===== TEXT =====
The Admiralty’s Court of Inquiry brought up more questions about the Lusitania than it answered. Today, the only thing that historians know for sure is that the ship was sunk by the German U-20. Practically all other pieces of the tragedy remain debatable.

Larson points out in his book that the British Admiralty probably knew about the presence of the U-20 location on the day of tragedy and chose to do nothing. The Admiralty’s encryption experts repeatedly intercepted Schwieger’s radio transmissions, tracking the movements of his submarine around the British Isles. Moreover, the Admiralty new that Captain Schwieger had an order to sink any British vessel.

British naval intelligence had sufficient information about the U-20 to warn the Lusitania and advise her captain to take a different route, but they did not do that. In his book, Larson provides the results of his research on British naval intelligence and the political circumstances that prevented the Admiralty from providing the Lusitania with military escort. For example, in early 1915, Winston Churchill, who was First Lord of the Admiralty at that time, wrote in his letter to Walter Runciman, the head of England’s Board of Trade, that it was “most important to attract neutral shipping to our shores, in the hopes especially of embroiling the United States with Germany.”
===== INFORMATION SHOWN =====
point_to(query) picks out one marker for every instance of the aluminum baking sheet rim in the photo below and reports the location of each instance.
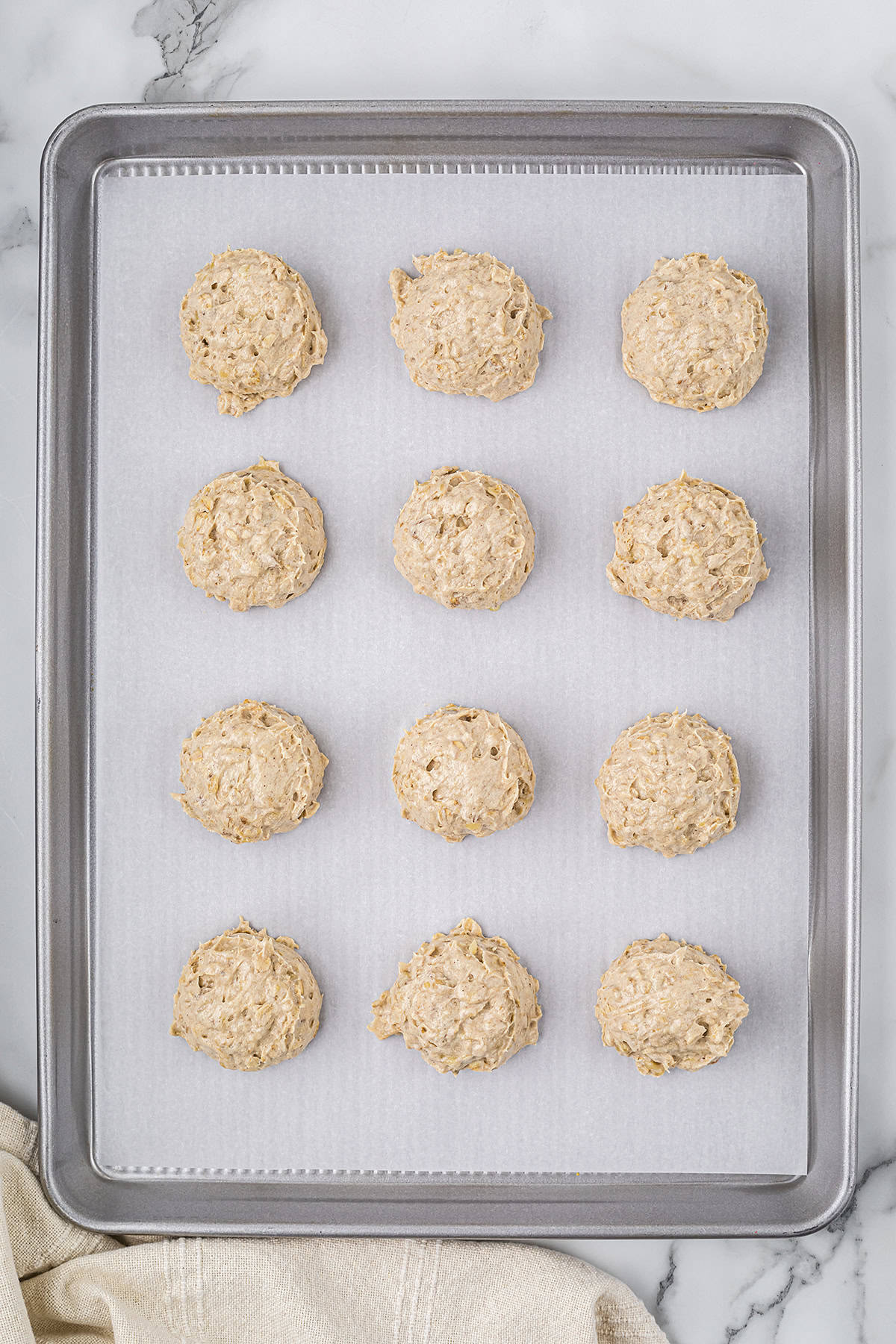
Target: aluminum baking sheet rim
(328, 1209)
=====
Reproduce the Lusitania passage above word for word, from start to finish.

* ANSWER BELOW
The Admiralty’s Court of Inquiry brought up more questions about the Lusitania than it answered. Today, the only thing that historians know for sure is that the ship was sunk by the German U-20. Practically all other pieces of the tragedy remain debatable.

Larson points out in his book that the British Admiralty probably knew about the presence of the U-20 location on the day of tragedy and chose to do nothing. The Admiralty’s encryption experts repeatedly intercepted Schwieger’s radio transmissions, tracking the movements of his submarine around the British Isles. Moreover, the Admiralty new that Captain Schwieger had an order to sink any British vessel.

British naval intelligence had sufficient information about the U-20 to warn the Lusitania and advise her captain to take a different route, but they did not do that. In his book, Larson provides the results of his research on British naval intelligence and the political circumstances that prevented the Admiralty from providing the Lusitania with military escort. For example, in early 1915, Winston Churchill, who was First Lord of the Admiralty at that time, wrote in his letter to Walter Runciman, the head of England’s Board of Trade, that it was “most important to attract neutral shipping to our shores, in the hopes especially of embroiling the United States with Germany.”